Material provided:

_ _ _ _ _

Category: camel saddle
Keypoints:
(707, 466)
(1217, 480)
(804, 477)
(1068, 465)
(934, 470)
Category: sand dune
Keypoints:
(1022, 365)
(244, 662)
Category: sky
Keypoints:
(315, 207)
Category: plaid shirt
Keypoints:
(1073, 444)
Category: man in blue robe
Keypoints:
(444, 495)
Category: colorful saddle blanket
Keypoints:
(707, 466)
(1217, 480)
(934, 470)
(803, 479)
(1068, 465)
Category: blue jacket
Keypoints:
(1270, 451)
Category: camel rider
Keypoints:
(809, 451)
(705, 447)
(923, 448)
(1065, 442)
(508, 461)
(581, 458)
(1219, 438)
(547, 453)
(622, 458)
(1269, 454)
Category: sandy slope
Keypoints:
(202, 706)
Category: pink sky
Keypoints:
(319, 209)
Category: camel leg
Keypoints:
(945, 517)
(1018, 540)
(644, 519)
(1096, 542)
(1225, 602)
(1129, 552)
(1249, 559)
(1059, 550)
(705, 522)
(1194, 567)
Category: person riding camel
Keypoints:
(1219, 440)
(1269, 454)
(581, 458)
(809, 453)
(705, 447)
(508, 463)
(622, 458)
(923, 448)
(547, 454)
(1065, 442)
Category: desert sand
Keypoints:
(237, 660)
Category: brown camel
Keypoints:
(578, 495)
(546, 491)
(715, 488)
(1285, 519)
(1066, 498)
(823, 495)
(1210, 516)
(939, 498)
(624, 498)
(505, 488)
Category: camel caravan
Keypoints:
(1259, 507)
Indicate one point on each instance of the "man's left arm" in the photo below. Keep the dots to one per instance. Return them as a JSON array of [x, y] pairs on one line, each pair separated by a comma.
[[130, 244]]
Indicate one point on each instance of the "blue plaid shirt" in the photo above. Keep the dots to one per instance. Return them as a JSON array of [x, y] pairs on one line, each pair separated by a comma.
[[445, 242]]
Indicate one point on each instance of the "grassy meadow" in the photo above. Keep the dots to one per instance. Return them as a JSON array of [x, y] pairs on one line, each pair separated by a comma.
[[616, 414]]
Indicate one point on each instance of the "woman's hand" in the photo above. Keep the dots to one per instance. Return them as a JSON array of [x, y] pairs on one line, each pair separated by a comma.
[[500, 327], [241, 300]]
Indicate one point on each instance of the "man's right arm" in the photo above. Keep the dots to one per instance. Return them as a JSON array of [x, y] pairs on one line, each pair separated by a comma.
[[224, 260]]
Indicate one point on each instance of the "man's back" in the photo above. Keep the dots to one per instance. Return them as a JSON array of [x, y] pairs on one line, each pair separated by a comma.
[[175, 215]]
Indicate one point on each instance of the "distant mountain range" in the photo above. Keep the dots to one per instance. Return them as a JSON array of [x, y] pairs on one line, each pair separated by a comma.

_ _ _ _ _

Given request:
Output every entry shown above, exactly.

Full response:
Category: camel saddle
Keypoints:
(707, 466)
(1217, 480)
(804, 477)
(1068, 465)
(934, 470)
Category: sand dune
Keypoints:
(1022, 365)
(244, 662)
Category: sky
Keypoints:
(315, 207)
Category: plaid shirt
Keypoints:
(1073, 444)
Category: man in blue robe
Keypoints:
(444, 495)
Category: colorful saddle blanket
Keypoints:
(707, 466)
(1217, 480)
(934, 470)
(803, 479)
(1068, 465)
Category: blue jacket
Keypoints:
(1270, 451)
Category: camel rider
Keypoints:
(809, 451)
(705, 447)
(923, 448)
(1065, 442)
(508, 461)
(581, 458)
(1219, 438)
(547, 453)
(622, 458)
(1269, 454)
Category: sandy slope
Keypoints:
(202, 706)
Category: pink sky
Keypoints:
(319, 209)
Category: camel leg
Keypoints:
(945, 517)
(1018, 540)
(644, 519)
(1096, 542)
(1225, 602)
(1129, 552)
(1249, 559)
(1059, 550)
(705, 522)
(1194, 567)
Category: person riding camel
Keypoints:
(1219, 440)
(1269, 454)
(581, 458)
(809, 453)
(705, 447)
(508, 463)
(622, 458)
(923, 448)
(547, 454)
(1065, 442)
Category: desert sand
Keypoints:
(237, 660)
Category: brown camel
Keypoints:
(578, 495)
(546, 491)
(715, 488)
(1285, 519)
(1066, 498)
(823, 495)
(1210, 516)
(939, 498)
(624, 498)
(505, 488)
Category: camel caravan
Keypoints:
(1259, 507)
Indicate one point on each instance of the "man's left arm" in the photo below. Keep the dots to one per instance. Return them as a JSON array of [x, y] pairs on one line, each pair separated by a comma.
[[130, 244]]
Indicate one point on each instance of the "blue plaid shirt" in the photo above. Keep the dots to one per instance. Return them as a JSON array of [x, y] pairs on one line, each pair separated by a comma.
[[445, 242]]
Indicate one point on each instance of the "grassy meadow" in the photo above. Keep the dots to one per instance. Return them as a JSON array of [x, y] pairs on one line, each pair separated by a comma.
[[616, 414]]
Indicate one point on each instance of the "woman's hand" in the photo above. Keep the dots to one per instance. Return them as a JSON array of [x, y] pairs on one line, each pair separated by a comma.
[[500, 327], [241, 300]]
Indicate one point on each instance of the "man's right arm" in the photo above. Keep the dots to one per instance. Return them as a JSON array of [x, y] pairs on one line, each pair separated by a comma.
[[224, 260]]
Indicate one point on each instance of the "man's back" in the photo above. Keep the dots to one per instance. Return them as a JSON array of [x, y] pairs on one line, each pair separated by a comma.
[[175, 215]]
Indicate one point on each instance of the "distant mountain range" in the photo above. Keep the dots to one per instance. Return them as a JSON array of [x, y] pairs on one line, each pair separated by a comma.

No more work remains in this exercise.